Overall and exterior
The outside has not changed much and there are better looking kids out there but, our test KB LX has a distinctive grille with chrome finishing and redesigned headlights (plus LEDs with daytime running lights) which made it stand out. It actually, in fact got the odd compliment. So, there you are, in the LX range, you will not be in a bad looking bakkie. The other models without this chrome finish and LED lights do tend fade into the background however. This is not great considering that vanity is a thing for leisure bakkie owners. This is not a problem for the KB LX as it has donned with chrome finishes on the rear bumper and mirrors which pushes it up in the bakkie looks leagues. Other than that, the KB300 D-TEQ LX 4×4 tries to keep things functional with its long and somewhat narrow looking body.

__Supplied information__.

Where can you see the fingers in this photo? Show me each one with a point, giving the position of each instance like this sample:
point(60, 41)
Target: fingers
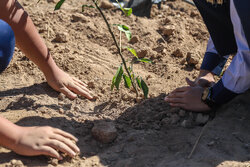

__Stated problem__. According to the bakkie review, besides the grille, which parts of the KB LX have chrome finishes?

__Written response__. The rear bumper and the mirrors.